SCHRIFTLICHER AUFTRAG A —
Entnimm dem Text über die kürzer gewordene Stunde die Stelle von „Früher war eine“ bis „der Zeit nicht?“ und gib sie wortgetreu wieder.

TEXTAUSZUG —
_ _ _ _ _ _ _

(Text und Bild Beate Wagner)
Früher war eine Stunde länger als heute. Ganz bestimmt!
Sie hatte zwar immer schon 60 Minuten, aber wenn die Stunde früher genau so lang war wie heute, dann müssen früher einfach die Minuten länger gewesen sein. Anders geht das doch nicht?! Früher müssen die Menschen mehr Zeit gehabt haben, und das, obgleich ihre Arbeitszeit länger war. Irgendetwas stimmt da doch mit der Zeit nicht?
Mein Vater arbeitete damals als Busfahrer. Wenn er von der Arbeit kam, brauchte er zunächst mal ein bisschen Pause. Aber nach dem Päusken hatte er Zeit,
- mein Fahrrad zu reparieren,
- mit meinem Bruder zu spielen,
- mit meiner Mutter zum Einkaufen zu fahren,
- das Auto zu waschen,
- zu essen,
- zu duschen und
- um 20:00 Uhr vor dem Fernseher zu sitzen, um Herrn Koeppke bei den Nachrichten zuzuhören.
Ich habe immer den Eindruck, heute ist eine Stunde soooo kurz geworden, dass man eigentlich nach der Arbeit und der kurzen Pause, die man sich gönnt, direkt vor den Fernseher hüpfen muss, weil die 20:00 Uhr Nachrichten fast schon begonnen haben und man die auf keinen Fall verpassen darf.

_ _ _ _ _ _ _

(Daten zur Koordinatenbeschriftung)

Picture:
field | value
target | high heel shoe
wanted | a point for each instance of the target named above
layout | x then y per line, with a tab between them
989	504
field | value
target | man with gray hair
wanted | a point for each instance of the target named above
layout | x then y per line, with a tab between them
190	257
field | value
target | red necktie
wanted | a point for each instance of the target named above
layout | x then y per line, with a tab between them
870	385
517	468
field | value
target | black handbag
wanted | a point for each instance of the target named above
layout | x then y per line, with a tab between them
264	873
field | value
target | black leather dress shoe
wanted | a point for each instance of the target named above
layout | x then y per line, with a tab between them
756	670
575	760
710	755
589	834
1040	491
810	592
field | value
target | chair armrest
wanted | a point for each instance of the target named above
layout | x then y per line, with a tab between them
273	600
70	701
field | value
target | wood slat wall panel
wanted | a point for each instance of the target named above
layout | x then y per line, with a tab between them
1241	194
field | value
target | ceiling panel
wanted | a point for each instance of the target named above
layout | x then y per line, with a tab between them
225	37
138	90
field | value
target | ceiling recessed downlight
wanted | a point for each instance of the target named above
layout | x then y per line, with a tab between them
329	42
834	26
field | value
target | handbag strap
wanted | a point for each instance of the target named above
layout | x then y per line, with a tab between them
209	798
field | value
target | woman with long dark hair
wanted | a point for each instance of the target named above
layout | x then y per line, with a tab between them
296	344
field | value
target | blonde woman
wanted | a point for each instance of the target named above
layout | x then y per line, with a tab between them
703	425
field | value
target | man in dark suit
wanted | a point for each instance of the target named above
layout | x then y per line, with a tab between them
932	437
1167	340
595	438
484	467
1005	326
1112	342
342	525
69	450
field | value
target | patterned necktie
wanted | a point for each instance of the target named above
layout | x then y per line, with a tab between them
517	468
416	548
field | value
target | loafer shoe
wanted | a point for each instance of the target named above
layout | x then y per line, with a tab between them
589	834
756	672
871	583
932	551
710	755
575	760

_ _ _ _ _ _ _

SCHRIFTLICHER AUFTRAG B —
Suche aus den Zeilen oben jede heraus, die die Zeichenfolge „dark“ enthält, und gib sie unverändert wieder.

RICHTIGE ANTWORT A —
Früher war eine Stunde länger als heute. Ganz bestimmt!
Sie hatte zwar immer schon 60 Minuten, aber wenn die Stunde früher genau so lang war wie heute, dann müssen früher einfach die Minuten länger gewesen sein. Anders geht das doch nicht?! Früher müssen die Menschen mehr Zeit gehabt haben, und das, obgleich ihre Arbeitszeit länger war. Irgendetwas stimmt da doch mit der Zeit nicht?

RICHTIGE ANTWORT B —
target | woman with long dark hair
target | man in dark suit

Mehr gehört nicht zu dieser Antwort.